## BRIEF
Only those lines running from the line that contains "Find the yellow" through the end of the material are to be written out, each exactly as shown.

* * * * * * *

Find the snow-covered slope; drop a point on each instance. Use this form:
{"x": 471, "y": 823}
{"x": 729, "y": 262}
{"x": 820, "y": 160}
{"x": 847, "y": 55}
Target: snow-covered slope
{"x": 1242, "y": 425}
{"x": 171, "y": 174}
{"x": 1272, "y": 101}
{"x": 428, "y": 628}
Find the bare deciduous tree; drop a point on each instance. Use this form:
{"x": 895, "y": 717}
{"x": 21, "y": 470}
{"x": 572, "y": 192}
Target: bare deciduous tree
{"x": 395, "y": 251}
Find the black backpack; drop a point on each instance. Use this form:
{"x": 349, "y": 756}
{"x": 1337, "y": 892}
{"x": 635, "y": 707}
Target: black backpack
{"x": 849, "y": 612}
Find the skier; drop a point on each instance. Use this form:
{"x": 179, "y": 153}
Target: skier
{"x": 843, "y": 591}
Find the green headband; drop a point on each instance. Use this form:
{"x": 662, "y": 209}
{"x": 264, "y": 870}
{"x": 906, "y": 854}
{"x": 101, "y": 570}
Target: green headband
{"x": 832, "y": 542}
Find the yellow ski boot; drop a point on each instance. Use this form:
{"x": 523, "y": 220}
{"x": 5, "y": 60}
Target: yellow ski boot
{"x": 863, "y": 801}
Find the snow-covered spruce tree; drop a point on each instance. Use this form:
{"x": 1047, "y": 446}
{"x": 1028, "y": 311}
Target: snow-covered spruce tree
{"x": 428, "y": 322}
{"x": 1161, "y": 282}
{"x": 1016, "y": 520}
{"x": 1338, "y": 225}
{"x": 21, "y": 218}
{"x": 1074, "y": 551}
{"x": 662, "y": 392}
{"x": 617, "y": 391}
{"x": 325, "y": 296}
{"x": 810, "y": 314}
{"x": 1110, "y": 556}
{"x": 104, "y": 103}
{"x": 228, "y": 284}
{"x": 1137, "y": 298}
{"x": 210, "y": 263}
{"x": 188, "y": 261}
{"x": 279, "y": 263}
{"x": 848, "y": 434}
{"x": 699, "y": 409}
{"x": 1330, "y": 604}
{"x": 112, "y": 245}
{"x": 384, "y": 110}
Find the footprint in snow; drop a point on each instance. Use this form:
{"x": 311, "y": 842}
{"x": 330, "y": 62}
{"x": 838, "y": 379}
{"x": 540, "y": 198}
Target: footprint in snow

* * * * * * *

## ANSWER TO THE PROBLEM
Find the yellow ski boot; drop a point on each instance. Use this form:
{"x": 523, "y": 220}
{"x": 5, "y": 60}
Target: yellow ski boot
{"x": 863, "y": 801}
Find the snow-covered spruce tree; drop a point on each instance. Use this form:
{"x": 1047, "y": 446}
{"x": 1028, "y": 311}
Target: snow-covered spruce tree
{"x": 428, "y": 322}
{"x": 1161, "y": 282}
{"x": 1016, "y": 520}
{"x": 1338, "y": 225}
{"x": 21, "y": 218}
{"x": 1074, "y": 551}
{"x": 662, "y": 392}
{"x": 617, "y": 391}
{"x": 325, "y": 296}
{"x": 810, "y": 314}
{"x": 1110, "y": 556}
{"x": 104, "y": 103}
{"x": 228, "y": 284}
{"x": 1137, "y": 298}
{"x": 210, "y": 263}
{"x": 188, "y": 261}
{"x": 279, "y": 263}
{"x": 848, "y": 434}
{"x": 699, "y": 409}
{"x": 1330, "y": 604}
{"x": 112, "y": 245}
{"x": 384, "y": 110}
Find the footprint in snow; drop a point on each instance. Use this form:
{"x": 311, "y": 842}
{"x": 330, "y": 62}
{"x": 838, "y": 379}
{"x": 540, "y": 198}
Target: footprint in snow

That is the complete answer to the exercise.